:: REQUIRED WORK ::
Convert all of the records below into a numbered list with one item per line, skipping any blank lines. Leave the pictures out of your answer.

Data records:
┌────────
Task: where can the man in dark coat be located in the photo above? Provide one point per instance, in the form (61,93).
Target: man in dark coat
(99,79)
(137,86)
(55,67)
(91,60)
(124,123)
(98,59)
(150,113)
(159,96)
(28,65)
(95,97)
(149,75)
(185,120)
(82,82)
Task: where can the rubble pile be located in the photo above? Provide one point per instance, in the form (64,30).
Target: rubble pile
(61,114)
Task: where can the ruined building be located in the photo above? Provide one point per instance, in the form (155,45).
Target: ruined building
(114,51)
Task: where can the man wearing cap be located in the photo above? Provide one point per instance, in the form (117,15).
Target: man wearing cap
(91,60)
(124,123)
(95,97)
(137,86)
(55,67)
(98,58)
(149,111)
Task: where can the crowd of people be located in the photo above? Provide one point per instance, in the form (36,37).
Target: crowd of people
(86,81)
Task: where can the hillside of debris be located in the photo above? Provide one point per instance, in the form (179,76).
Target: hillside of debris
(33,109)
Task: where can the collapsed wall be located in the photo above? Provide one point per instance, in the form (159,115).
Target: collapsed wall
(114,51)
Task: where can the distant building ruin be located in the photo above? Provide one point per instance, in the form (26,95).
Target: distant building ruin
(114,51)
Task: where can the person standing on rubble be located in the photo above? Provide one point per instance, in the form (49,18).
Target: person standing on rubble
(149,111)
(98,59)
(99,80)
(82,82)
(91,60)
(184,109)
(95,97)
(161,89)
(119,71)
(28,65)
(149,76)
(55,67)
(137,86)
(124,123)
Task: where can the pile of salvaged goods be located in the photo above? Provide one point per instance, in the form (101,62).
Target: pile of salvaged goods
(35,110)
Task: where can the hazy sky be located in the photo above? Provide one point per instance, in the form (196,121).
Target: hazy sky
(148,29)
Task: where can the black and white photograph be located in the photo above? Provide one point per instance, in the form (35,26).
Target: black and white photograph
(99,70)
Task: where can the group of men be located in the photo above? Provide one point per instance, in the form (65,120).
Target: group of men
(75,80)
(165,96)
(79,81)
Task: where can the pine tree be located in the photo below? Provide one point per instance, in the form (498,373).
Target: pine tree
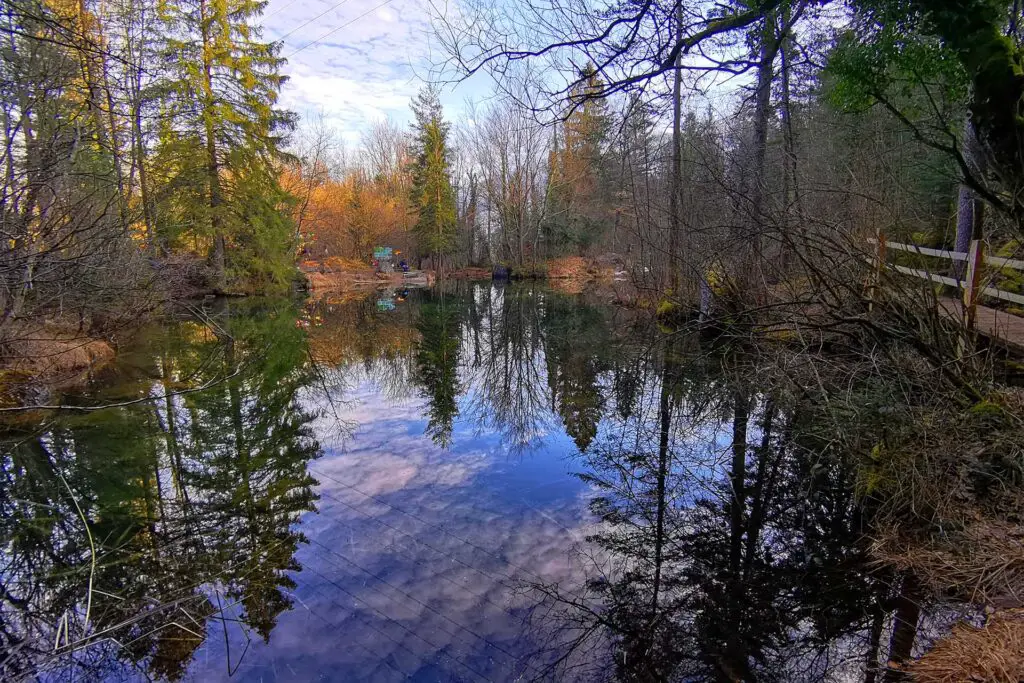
(432,195)
(579,175)
(222,99)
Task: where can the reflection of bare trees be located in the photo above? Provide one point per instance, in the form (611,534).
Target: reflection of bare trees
(507,365)
(729,547)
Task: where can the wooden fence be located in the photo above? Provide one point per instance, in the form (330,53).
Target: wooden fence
(972,284)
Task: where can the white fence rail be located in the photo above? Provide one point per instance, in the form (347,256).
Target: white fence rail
(971,284)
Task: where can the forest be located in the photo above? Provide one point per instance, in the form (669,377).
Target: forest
(705,147)
(742,166)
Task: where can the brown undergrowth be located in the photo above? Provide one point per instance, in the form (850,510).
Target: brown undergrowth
(993,653)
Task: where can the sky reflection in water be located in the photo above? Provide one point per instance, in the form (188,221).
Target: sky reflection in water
(480,483)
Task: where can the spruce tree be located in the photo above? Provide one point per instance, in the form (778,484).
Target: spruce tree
(225,126)
(432,195)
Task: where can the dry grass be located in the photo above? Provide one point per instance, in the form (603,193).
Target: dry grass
(983,562)
(51,353)
(570,266)
(993,653)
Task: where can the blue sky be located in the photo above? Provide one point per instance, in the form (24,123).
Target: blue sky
(369,68)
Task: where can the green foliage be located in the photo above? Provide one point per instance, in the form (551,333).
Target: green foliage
(579,184)
(432,195)
(218,152)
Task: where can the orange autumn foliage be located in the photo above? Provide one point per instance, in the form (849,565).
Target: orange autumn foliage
(347,217)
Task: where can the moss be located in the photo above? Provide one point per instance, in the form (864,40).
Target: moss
(667,309)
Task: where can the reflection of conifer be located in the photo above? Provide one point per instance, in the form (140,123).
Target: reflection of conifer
(737,580)
(180,498)
(577,341)
(437,366)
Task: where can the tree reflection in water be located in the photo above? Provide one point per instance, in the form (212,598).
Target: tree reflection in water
(730,544)
(190,502)
(723,542)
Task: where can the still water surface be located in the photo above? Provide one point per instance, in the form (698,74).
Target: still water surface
(479,483)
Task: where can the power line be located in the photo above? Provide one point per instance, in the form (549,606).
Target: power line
(280,9)
(305,24)
(334,31)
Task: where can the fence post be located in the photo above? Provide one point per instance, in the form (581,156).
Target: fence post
(878,265)
(975,257)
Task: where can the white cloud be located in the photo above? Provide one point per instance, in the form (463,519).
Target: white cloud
(353,61)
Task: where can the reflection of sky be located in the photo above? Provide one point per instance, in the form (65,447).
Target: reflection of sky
(416,555)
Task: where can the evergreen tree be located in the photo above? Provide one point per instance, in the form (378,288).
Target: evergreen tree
(432,195)
(222,98)
(580,202)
└────────
:: FULL RESPONSE ::
1. Task: where can the man in dark coat be located in the photo above? Provide one point per instance, in the form (61,93).
2. Target: man in dark coat
3. (99,79)
4. (137,86)
5. (55,67)
6. (91,60)
7. (124,123)
8. (98,59)
9. (150,113)
10. (159,96)
11. (28,65)
12. (95,97)
13. (149,75)
14. (185,120)
15. (82,82)
16. Task: where can the rubble pile be located in the photo above? Provide one point per instance, in the form (64,30).
17. Target: rubble pile
18. (61,114)
19. Task: where can the ruined building be located in the photo above? Provide one point per instance, in the form (155,45).
20. Target: ruined building
21. (114,51)
22. Task: where can the man wearing cap be located in the photo above? Provide one point per instance, in the form (117,15).
23. Target: man wearing cap
24. (91,60)
25. (124,123)
26. (95,97)
27. (137,86)
28. (55,67)
29. (98,58)
30. (149,111)
31. Task: where can the crowd of people be located in the photo above? Provide one point per instance, in the form (36,37).
32. Target: crowd of people
33. (86,81)
34. Task: where can the hillside of debris be located in the photo above? Provide one point per instance, in the form (179,76).
35. Target: hillside of debris
36. (33,109)
37. Task: where can the collapsed wall be located in the photo above? Provide one point per instance, in the form (159,115).
38. Target: collapsed wall
39. (114,51)
40. Task: where can the distant building ruin be located in the photo above? Provide one point per instance, in the form (26,95).
41. Target: distant building ruin
42. (114,51)
43. Task: where can the person standing on rubble be located in the photo above? Provide one point per instance, in the form (49,18).
44. Target: person standing on rubble
45. (149,111)
46. (98,59)
47. (99,80)
48. (82,82)
49. (91,60)
50. (184,109)
51. (95,97)
52. (161,89)
53. (119,71)
54. (28,65)
55. (149,76)
56. (55,67)
57. (137,86)
58. (124,123)
59. Task: where can the pile of salvaged goods be located in the photo above? Provide one point per instance, in the form (101,62).
60. Target: pile of salvaged goods
61. (35,110)
62. Task: where can the hazy sky be located in the photo above? Provide one point per instance, in the form (196,121).
63. Target: hazy sky
64. (148,29)
65. Task: where can the black and white photograph be located in the photo above? Provide one point per instance, in the form (35,26).
66. Target: black and white photograph
67. (99,70)
68. Task: where can the group of men be located in the photo above? Provide one point per instance, in the form (65,120).
69. Target: group of men
70. (75,80)
71. (165,96)
72. (79,81)
73. Task: where can the pine tree be located in the photo below? Provide one point per instance, in the form (498,373).
74. Target: pine tree
75. (432,195)
76. (579,175)
77. (222,99)
78. Task: where can the reflection of bare trees be located in the photo above? Provide one point per instance, in the form (611,534).
79. Target: reflection of bare trees
80. (507,365)
81. (729,547)
82. Task: where can the wooden fence be located in the photo above? Provide one point per instance, in the form (330,53).
83. Target: wooden fence
84. (972,284)
85. Task: where can the white fence rail be located in the photo above? Provide one point per instance, in the form (347,256).
86. Target: white fence rail
87. (971,284)
88. Task: where can the forest be located in the photo above? Provide one point per instance, in the form (669,377).
89. Target: forest
90. (705,147)
91. (742,166)
92. Task: where can the brown undergrowth be located in the photo above? Provide one point per instance, in the form (850,510).
93. Target: brown undergrowth
94. (993,653)
95. Task: where can the sky reflection in water be located in the photo above? Provide one point per instance, in the form (188,221).
96. Target: sky reflection in water
97. (480,483)
98. Task: where can the spruce tree be located in the photo above? Provide one point per instance, in the form (778,484).
99. Target: spruce tree
100. (225,126)
101. (432,195)
102. Task: where can the dry grass be located in the photo above? Provide one point per instance, in the form (603,193).
103. Target: dry grass
104. (983,562)
105. (51,353)
106. (570,266)
107. (993,653)
108. Task: where can the blue sky be located in the photo above? Provide one point per instance, in the form (24,123).
109. Target: blue sky
110. (369,68)
111. Task: where can the green foliage be located in the photo above? Provide one point per instance, in the form (551,333).
112. Target: green foliage
113. (579,184)
114. (432,195)
115. (218,152)
116. Task: where can the orange autumn foliage be located in the photo above? Provide one point per instance, in the form (849,565).
117. Target: orange autumn foliage
118. (347,217)
119. Task: where can the moss be located in the photo above? Provide one point per instance, in the form (864,40).
120. Target: moss
121. (667,309)
122. Task: where can the reflection of conifer be located in the photo above? Provide one point per instance, in the form (140,123).
123. Target: reflection of conifer
124. (737,580)
125. (180,498)
126. (577,341)
127. (437,366)
128. Task: where can the tree reflection in water be located in the photo above? Provide one point per instance, in the form (212,598).
129. Target: tree reflection in water
130. (730,544)
131. (190,502)
132. (723,542)
133. Task: where can the still water surface be located in the photo above? Provide one point per instance, in the form (698,74).
134. Target: still water surface
135. (479,483)
136. Task: where can the power line be located in the photo above? Provide one point per instance, in the form (549,606).
137. Target: power line
138. (280,9)
139. (305,24)
140. (334,31)
141. Task: where can the fence post be located in the photo above? Provide one point per instance, in the form (581,156).
142. Target: fence post
143. (878,265)
144. (975,257)
145. Task: where can the white cloud be located in the photo above? Provide one point per instance, in the form (463,519).
146. Target: white cloud
147. (353,61)
148. Task: where can the reflection of sky be located in the photo above? Provide one point per instance, in the form (65,447).
149. Target: reflection of sky
150. (416,555)
151. Task: where can the evergreen tree be located in the photo above? Provide one point per instance, in the form (378,288).
152. Target: evergreen tree
153. (432,195)
154. (222,98)
155. (580,202)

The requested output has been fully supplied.